#### [Material for this exercise]
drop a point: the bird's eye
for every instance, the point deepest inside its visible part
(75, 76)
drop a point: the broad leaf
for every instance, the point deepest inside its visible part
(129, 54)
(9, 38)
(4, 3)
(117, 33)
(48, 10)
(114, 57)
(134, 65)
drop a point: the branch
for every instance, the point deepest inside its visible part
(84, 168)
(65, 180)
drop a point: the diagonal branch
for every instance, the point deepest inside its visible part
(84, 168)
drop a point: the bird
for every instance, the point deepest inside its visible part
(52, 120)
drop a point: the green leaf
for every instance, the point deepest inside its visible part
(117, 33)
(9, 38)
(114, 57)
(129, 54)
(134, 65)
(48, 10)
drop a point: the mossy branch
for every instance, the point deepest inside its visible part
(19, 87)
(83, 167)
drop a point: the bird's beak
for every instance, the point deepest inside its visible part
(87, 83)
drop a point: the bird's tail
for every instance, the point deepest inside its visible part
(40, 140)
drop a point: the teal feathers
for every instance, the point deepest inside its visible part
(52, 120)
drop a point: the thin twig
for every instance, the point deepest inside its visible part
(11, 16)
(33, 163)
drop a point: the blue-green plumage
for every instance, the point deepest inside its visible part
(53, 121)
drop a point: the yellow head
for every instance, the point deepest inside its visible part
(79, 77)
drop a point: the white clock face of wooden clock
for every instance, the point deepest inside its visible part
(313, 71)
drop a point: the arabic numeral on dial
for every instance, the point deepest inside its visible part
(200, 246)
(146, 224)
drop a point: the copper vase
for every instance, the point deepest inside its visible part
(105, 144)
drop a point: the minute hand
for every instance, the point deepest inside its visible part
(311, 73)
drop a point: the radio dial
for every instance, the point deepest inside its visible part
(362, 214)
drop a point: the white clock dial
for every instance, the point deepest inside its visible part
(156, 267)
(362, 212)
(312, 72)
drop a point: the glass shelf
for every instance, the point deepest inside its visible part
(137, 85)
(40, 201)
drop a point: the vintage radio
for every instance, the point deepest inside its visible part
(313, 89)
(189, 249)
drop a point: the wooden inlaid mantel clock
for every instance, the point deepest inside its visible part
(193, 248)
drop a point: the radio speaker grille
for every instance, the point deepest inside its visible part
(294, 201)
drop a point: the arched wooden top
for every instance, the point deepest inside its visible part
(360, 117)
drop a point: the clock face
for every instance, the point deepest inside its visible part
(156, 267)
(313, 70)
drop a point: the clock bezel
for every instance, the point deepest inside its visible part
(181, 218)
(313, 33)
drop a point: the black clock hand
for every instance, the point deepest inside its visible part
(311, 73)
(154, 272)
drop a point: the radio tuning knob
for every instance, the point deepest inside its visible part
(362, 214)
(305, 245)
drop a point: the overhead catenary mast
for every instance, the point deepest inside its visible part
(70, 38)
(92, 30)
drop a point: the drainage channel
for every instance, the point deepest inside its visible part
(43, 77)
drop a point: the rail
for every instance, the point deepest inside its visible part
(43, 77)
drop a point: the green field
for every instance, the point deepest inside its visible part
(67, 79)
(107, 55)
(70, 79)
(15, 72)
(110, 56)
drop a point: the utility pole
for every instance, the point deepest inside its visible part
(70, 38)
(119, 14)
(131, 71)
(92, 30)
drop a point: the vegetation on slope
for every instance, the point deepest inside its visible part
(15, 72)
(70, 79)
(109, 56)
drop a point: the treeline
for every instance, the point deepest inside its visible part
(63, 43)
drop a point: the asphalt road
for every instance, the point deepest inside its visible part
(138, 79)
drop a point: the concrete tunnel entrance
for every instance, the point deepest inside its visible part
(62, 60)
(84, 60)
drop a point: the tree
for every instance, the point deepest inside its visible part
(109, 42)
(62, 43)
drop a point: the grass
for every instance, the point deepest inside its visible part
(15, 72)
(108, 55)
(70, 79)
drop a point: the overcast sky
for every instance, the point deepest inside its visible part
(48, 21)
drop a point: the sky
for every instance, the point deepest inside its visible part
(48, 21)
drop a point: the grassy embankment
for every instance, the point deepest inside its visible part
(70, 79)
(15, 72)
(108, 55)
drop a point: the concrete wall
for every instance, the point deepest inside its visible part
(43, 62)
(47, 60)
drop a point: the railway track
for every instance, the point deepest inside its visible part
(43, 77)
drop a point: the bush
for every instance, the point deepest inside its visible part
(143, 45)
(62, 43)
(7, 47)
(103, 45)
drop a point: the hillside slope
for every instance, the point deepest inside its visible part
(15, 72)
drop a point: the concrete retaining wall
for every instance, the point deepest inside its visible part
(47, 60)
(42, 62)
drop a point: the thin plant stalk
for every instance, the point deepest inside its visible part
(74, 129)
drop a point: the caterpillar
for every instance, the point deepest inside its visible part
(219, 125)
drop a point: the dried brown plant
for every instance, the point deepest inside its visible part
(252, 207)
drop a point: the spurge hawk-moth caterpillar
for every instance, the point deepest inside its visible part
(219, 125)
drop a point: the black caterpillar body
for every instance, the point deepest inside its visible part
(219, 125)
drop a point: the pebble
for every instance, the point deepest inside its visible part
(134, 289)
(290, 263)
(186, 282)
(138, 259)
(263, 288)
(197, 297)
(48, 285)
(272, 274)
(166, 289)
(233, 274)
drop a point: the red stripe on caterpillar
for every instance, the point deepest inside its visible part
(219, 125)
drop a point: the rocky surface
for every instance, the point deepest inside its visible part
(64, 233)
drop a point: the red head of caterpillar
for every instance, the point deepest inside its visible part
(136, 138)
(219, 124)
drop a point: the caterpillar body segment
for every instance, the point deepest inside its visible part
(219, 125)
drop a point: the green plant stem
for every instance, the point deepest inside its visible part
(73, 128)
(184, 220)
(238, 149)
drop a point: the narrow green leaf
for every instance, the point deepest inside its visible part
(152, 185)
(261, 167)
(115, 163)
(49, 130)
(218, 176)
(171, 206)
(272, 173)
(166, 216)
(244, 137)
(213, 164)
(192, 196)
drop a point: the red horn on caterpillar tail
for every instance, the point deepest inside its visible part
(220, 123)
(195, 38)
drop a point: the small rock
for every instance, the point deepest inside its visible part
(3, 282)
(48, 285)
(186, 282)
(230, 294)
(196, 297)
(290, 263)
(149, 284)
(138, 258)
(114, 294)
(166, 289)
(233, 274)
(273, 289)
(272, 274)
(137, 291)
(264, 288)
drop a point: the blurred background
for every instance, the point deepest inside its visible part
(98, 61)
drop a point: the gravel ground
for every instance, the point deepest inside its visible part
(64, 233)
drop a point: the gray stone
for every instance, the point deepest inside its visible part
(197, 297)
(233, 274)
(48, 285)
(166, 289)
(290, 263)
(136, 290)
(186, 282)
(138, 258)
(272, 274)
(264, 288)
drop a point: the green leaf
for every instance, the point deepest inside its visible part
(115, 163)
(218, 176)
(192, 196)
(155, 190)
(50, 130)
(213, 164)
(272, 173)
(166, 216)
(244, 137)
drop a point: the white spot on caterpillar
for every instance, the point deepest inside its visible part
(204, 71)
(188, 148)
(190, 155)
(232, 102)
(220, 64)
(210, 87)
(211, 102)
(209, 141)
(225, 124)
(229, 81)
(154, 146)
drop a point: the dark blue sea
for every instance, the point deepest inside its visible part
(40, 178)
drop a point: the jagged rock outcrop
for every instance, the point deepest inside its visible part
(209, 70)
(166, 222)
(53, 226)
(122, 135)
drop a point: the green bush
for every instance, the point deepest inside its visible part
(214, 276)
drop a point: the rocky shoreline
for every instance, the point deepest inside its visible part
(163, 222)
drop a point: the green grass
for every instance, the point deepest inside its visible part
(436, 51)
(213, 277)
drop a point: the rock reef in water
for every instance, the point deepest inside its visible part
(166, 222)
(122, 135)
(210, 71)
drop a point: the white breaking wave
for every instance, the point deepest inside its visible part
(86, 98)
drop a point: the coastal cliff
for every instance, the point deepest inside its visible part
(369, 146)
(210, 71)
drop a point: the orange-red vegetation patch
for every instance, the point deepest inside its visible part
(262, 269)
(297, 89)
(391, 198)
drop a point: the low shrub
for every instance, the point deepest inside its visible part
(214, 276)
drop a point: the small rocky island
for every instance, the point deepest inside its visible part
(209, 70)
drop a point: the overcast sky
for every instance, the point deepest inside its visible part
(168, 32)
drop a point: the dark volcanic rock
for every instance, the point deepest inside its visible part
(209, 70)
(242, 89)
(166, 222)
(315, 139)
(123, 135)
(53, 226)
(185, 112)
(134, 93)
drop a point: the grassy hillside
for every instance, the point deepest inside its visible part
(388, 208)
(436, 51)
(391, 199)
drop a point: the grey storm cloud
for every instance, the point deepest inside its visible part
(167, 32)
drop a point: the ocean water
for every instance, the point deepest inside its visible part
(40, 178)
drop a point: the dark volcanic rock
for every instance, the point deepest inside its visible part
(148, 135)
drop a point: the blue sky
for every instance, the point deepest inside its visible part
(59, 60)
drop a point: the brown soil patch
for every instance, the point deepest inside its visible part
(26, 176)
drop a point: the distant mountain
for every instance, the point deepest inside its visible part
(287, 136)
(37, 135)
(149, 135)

#### [Problem details]
Return the lines beginning at the one that contains "drop a point: the grassy hillside" and continuing through the last line of the data, exactly as they stand and without any others.

#### [Expected answer]
drop a point: the grassy hillside
for every instance, the point deepest inside its visible part
(388, 208)
(436, 51)
(391, 199)
drop a point: the grey storm cloud
for every instance, the point deepest inside its visible part
(167, 32)
drop a point: the ocean water
for every instance, the point deepest inside its visible part
(40, 178)
drop a point: the dark volcanic rock
for every instance, the point deepest inside its visible part
(148, 135)
drop a point: the blue sky
for every instance, the point deepest inside its visible part
(59, 60)
drop a point: the brown soil patch
for every instance, the point deepest inside its visible part
(26, 176)
drop a point: the distant mountain
for every instance, the point deepest inside its visible part
(287, 136)
(37, 135)
(149, 135)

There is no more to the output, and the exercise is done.